TEXT PASSAGE:
==*==

Yitro knew, as the expert in world religions, of the great gap that yawns between religious instruction and its practical application, between a theory and its ability to withstand the tests of daily life.  Yitro was capable of testing the fabric of the new religion: To what extent was it made for human existence, to what extent would adopting it aid one in the struggle against life’s slings and arrows, both on the private and on the public plane.  Most importantly, what was the measure of correlation between heavenly theory and man’s natural needs?  To what extent would it be able to contribute to equilibrium between freedom and belonging?  Between compulsion and freedom of choice?  Between dogma and God’s servant’s natural self? 

 

Yitro’s advice was to bring religious dogma down to day-to-day life, to the mundane plane of social relations, of legal relations, of the interpersonal, of monetary law – dinei mamonot – by which every theory must ultimately be tested.  To the extent that the theory could be made into a norm, it would be able to mold stable and permanent behavior patterns that would become routine in the life of society.

 

“Rulers of thousands,” the princes and leaders of the tribe, would be inadequate to penetrate to the ranks of the people “with its families.”  Therefore the “rulers of hundreds” were drafted, and most importantly, the “rulers of tens.”  In these personal frameworks, where everyone knew everyone else personally, a theory would become a behavioral norm.

 

At the individual level, Halacha is not reduced to an external compulsion that is imposed from above, but rather finds itself being fulfilled on the plane of reciprocity – of consensus between equals.  Amazingly enough, we find no deterioration or loss of authority here.  Rather, there is a perfect overlap between authority and reciprocity, through the principle of mutual involvement and mutual complementarity, of cooperation between midat hadin and midat harahamim.

==*==

EXCERPTED DATA:
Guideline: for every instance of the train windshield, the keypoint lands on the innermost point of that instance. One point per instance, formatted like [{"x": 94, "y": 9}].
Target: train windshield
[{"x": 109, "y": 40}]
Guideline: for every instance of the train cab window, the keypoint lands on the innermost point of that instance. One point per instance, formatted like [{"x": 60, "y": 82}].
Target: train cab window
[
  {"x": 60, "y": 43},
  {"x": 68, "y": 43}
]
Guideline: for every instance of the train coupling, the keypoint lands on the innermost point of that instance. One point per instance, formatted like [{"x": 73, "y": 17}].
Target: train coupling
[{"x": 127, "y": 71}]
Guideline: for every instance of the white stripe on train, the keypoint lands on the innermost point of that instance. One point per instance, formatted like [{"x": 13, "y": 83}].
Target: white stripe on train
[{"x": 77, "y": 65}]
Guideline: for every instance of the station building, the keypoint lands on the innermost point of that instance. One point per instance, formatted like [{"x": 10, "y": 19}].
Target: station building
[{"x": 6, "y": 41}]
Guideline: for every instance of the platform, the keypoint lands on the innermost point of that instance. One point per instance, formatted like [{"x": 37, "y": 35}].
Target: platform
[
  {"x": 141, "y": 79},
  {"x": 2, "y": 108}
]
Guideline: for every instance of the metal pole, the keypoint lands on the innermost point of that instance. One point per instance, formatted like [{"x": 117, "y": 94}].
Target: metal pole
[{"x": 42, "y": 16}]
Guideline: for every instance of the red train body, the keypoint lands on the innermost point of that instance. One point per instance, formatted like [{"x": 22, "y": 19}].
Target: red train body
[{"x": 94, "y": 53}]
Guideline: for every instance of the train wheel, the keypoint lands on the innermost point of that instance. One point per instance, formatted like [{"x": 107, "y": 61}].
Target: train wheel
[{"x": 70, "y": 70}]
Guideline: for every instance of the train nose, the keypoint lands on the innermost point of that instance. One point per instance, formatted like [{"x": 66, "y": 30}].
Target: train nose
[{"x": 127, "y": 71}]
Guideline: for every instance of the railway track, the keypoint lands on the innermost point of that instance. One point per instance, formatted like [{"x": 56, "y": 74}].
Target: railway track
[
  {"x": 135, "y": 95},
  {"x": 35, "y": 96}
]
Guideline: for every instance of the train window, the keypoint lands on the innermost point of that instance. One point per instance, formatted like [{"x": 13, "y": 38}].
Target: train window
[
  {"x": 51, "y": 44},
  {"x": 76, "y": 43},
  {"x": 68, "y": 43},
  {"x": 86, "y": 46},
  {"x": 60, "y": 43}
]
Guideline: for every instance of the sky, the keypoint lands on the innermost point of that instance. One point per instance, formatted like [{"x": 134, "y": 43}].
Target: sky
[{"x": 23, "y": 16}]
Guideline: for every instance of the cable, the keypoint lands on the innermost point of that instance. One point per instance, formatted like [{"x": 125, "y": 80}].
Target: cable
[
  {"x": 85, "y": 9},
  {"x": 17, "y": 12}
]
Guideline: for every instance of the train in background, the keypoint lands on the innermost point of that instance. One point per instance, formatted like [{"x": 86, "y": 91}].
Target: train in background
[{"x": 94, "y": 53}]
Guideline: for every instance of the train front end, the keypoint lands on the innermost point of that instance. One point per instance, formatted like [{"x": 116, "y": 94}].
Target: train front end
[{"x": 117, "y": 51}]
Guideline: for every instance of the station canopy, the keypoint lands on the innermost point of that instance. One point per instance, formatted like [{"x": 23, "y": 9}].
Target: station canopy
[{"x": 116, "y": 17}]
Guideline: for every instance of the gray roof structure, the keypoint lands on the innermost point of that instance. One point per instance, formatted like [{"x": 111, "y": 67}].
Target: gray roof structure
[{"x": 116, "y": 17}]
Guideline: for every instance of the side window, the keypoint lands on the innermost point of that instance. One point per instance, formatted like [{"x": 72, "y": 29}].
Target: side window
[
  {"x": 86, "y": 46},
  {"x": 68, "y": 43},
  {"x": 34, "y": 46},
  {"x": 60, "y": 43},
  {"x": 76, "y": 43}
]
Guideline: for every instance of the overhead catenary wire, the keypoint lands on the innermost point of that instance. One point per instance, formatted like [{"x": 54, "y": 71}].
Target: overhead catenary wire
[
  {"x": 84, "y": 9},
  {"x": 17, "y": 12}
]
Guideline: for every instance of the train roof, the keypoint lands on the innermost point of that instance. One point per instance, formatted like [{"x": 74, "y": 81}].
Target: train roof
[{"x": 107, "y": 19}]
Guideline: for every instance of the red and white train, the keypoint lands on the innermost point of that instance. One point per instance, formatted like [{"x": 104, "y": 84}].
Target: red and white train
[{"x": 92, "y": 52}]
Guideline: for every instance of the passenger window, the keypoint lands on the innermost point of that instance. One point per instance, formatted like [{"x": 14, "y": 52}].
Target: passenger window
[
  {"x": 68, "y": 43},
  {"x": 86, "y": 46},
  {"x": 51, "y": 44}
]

==*==

EXERCISE PROMPT:
In two sentences, how would you sum up the passage on Yitro's advice above?

RESPONSE BELOW:
Yitro, an expert in world religions, knew the gap between religious instruction and its practical application, so he advised bringing religious dogma down to day-to-day social, legal, interpersonal and monetary life, where a theory could become a norm that molds stable behavior patterns. Rulers of hundreds and of tens were drafted so that, in frameworks where everyone knew everyone personally, a theory would become a behavioral norm, and at the individual level Halacha is fulfilled through reciprocity rather than imposed as external compulsion, with a perfect overlap between authority and reciprocity.